▶ Requirements
Can you rewrite all the lines below, swapping "put a pin on" for "place a marker on" each time it occurs and changing nothing else? Leave the pictures out of your answer.

(Rows from a dataset for pointing)
━━━━━━

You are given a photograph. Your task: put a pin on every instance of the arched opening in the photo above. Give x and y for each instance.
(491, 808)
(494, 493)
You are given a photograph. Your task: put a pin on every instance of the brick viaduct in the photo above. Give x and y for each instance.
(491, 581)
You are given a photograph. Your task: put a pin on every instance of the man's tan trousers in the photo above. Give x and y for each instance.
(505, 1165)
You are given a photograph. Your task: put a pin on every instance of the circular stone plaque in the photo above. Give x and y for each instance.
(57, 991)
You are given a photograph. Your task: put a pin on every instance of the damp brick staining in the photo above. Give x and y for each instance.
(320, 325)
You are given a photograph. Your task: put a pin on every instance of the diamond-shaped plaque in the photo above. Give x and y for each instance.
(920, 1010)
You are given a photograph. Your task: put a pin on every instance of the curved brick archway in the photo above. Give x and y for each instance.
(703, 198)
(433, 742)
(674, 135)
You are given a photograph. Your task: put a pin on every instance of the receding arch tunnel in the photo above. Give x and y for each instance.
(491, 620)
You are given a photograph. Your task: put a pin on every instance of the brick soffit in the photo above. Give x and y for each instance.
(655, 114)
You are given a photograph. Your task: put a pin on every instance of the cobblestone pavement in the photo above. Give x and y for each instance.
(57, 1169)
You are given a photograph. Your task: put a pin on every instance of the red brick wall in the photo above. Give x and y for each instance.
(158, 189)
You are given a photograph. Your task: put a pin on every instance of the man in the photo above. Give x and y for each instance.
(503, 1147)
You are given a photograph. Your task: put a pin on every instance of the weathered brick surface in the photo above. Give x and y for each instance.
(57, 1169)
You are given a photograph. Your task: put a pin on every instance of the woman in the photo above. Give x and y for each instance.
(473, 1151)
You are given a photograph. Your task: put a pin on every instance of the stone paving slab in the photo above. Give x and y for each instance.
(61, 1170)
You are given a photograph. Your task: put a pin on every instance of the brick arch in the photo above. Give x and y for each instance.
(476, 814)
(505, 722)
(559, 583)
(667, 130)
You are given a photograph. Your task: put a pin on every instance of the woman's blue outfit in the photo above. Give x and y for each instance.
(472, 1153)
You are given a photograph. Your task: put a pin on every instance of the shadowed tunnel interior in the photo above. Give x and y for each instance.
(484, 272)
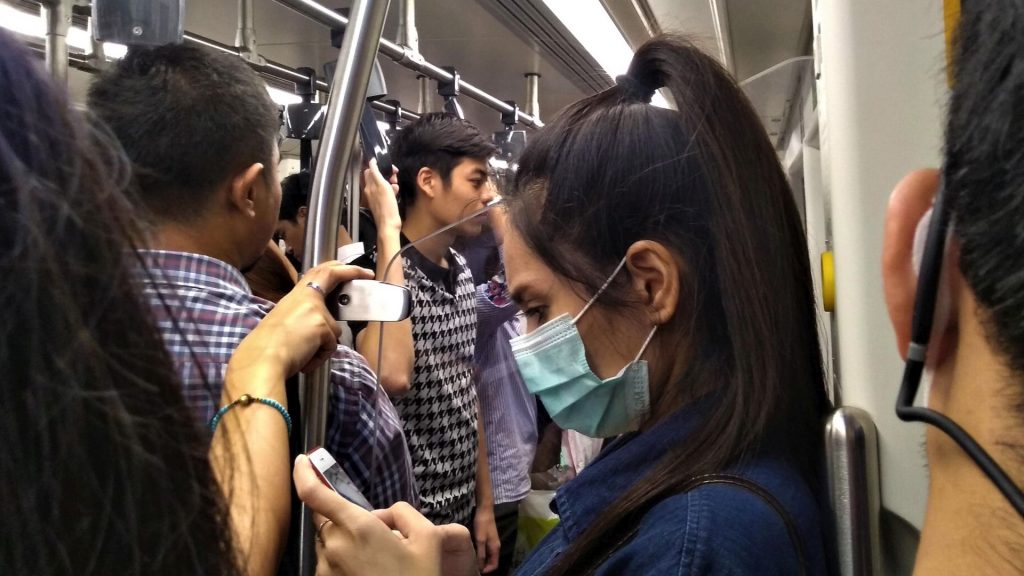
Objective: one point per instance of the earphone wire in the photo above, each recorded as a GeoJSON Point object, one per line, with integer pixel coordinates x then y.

━━━━━━

▶ The response
You are given a photograph. Your task: place a marker on every instance of the arched opening in the photo above. Give x and y for each instance.
(491, 808)
(494, 493)
You are given a photograph. Your task: place a marker on every instance of the brick viaduct in the photo above. Give x and y for each instance.
(491, 581)
You are given a photograph. Your task: place a marker on every instance of the man's tan trousers in the photo above. Give x and y for each instance.
(505, 1165)
You are given a photograph. Your task: place a marker on every instance of the circular stone plaque in the photo above. Give x and y for each instance.
(57, 991)
You are given a photograph. Your task: place a marker on every instance of the damp brick staining in the photo above. Give x and y for each instance.
(320, 325)
You are given a photograph. Your task: place a marker on every instance of the diamond-shaped plaque in the photo above. Give x and y for each instance.
(920, 1010)
You are given a photograph. Your task: place a marker on every instance of the curved brick archway in the photo above. Give x and y for each instance.
(703, 198)
(433, 742)
(674, 135)
You are given a photograph. Your task: place a marker on every instance of the receding arch tunnel in the photo above. Give x and y for each instance.
(491, 620)
You are given a photograph. Your task: place a marker on every instance of the brick soffit in the photo above. Give x and y for each instance.
(655, 114)
You are given a photograph. Your task: place a marker on every instance of the cobblestone pavement in the photo above. Give x and y for each instance.
(57, 1169)
You are given a photograph. Your task: place a marker on every instance of the red brick wall in the photo above. Give x and y for each instance.
(158, 189)
You are given a photograph. Your task: place a marker on every instance of the man in the photo above. Give x and y for each instance.
(503, 1147)
You are given a photograph. Your task: place a marker on every instance of the weathered brick surface in the photo above. Give x and y for each instance.
(57, 1169)
You are given a photograph. Your task: place a marker on every instance of the woman in the photo above. Give x and y for each instance.
(473, 1151)
You are given a photograph. Your task: place a marker on every instance of the stone paving slab in the photo above. Give x and y for each instance.
(61, 1170)
You are given a photograph. Your task: place a marker on every instance of the brick arch in the photo above. Give x and y for each instance.
(476, 814)
(505, 722)
(559, 583)
(667, 130)
You are given a photograph. Your task: place a marker on every instance of the woman's blue outfit in the photo above. Give x and y for each instance.
(472, 1153)
You are given a photograph. Your task: place a marker on every instance of the shadowed tunnel interior in the photo above. Give x and y for each instance.
(484, 272)
Objective: one point per instance of the earphone wire in the photo above, each recorded as a GeoJSON Point object, one per line, with integer pixel coordinates x then y.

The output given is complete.